--- GIVEN TEXT ---
========================================================================
Effecting change as an animal rights advocate
I have been an animal rights advocate for my entire adult life. I am also a medical researcher, specialising in the translation of advances from mouse immunology to patients. I am a vegetarian, for ethical reasons, and yet I am director of the mouse genetic engineering service at KUL. How can one be an advocate for both animal rights and for the use of animals in medical research?
Few would argue against medical research. Who wants a life that is nasty, brutish and short? When I first entered medical research I considered starting in a research project that did not use animals, so that my dual passions did not come into conflict. In the end, however, I decided to work on a mouse model of Multiple Sclerosis – scenes of which would certainly be confronting if shown to the public out of context. I did so because I could not bear to be a hypocrite, willing to take advantage of the outcomes of laboratory animal use, but not willing to get my own hands dirty. Since then, advances in Multiple Sclerosis research in mice have resulted in better treatments for patients, with new medications capable of adding decades of healthy life to the millions of sufferers. Who would be willing to deny their loved ones access to these medicines, despite the work being based on animal models?
At the same time, few would argue against animals having rights. We no longer throw cats from the belfry in Ypres, or other such wanton brutality that was once commonplace. Cruelty against pets is now criminal and farms are inspected for the treatment of livestock. The most intensive protections for animals are reserved for animals in medical research. In order to even start research on mice I have taken countless training courses and filled in hundreds of pages of animal health assessments. My mice are kept in conditions that would be luxurious for wild mice, and have daily health checks by trained staff. The use of each individual mouse is assessed by an external ethics panel, including an ethicist and a veterinary surgeon. I assure you that nothing as brutal as a mouse trap or rat poison would pass muster, let alone the conditions that wild mice endure daily!
Animal research is the bedrock of medical research. Even as we continue to refine, reduce and replace animals in research, we need to accept that all of our advances rest upon work done in animals. At the same time, and rightfully so, laboratory animals have the strongest legal and ethical protections of any animals in our society.
This is not to say that animal use in medical research cannot be improved. Not all researchers have a full awareness of the responsibility that comes with animal research, and violations of animal rights do occur. But the worst thing that we can do would be to reverse progress with a knee-jerk reaction. Attempts to reduce animal research by increasing bureaucratic burden simply de-emphasize the most important regulations. An extra tax on animal use in medical research will need to be paid by reducing the number of trained staff caring for the animals. Public condemnation of animal researchers in the media shuts down dialog. We need to increase, not decrease, communication between animal rights advocates and medical research advocates. Animal rights groups that demand absolutes only make progress more difficult for moderates. Those of us willing to proceed with mutual respect know that the only way to continue the steady improvements in laboratory animal conditions is to increase openness and transparency. If you are an animal rights advocate that actually wants to effect change, I encourage you to work with, instead of against, medical researchers. We will listen.
========================================================================
--- EXERCISE INSTRUCTIONS ---
(1) In the essay on animal rights advocacy, who sits on the external ethics panel that assesses the use of each mouse?
(2) Print everything in the essay on animal rights advocacy from "Animal research is" down to "in our society.".
The items after this essay on animal rights advocacy are separate material.
========================================================================
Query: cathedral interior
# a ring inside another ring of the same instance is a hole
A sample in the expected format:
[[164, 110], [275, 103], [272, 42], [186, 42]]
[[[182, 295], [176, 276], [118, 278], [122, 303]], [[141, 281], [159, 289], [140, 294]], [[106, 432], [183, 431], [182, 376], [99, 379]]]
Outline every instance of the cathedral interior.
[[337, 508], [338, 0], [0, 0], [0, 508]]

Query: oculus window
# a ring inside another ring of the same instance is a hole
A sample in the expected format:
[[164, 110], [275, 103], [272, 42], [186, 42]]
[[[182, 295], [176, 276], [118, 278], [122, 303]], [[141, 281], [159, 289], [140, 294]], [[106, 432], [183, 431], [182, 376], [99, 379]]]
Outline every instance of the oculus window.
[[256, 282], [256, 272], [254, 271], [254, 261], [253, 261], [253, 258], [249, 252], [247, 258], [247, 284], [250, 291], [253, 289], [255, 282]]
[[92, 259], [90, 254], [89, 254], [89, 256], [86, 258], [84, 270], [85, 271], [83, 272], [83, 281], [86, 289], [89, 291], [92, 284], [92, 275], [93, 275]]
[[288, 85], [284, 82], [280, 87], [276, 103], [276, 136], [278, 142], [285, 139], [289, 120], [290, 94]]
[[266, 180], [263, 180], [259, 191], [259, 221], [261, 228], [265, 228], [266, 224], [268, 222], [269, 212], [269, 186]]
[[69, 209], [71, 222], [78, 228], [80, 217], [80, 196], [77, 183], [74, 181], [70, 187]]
========================================================================
--- ANSWERS PROVIDED ---
(1) An ethicist and a veterinary surgeon.

(2)
Animal research is the bedrock of medical research. Even as we continue to refine, reduce and replace animals in research, we need to accept that all of our advances rest upon work done in animals. At the same time, and rightfully so, laboratory animals have the strongest legal and ethical protections of any animals in our society.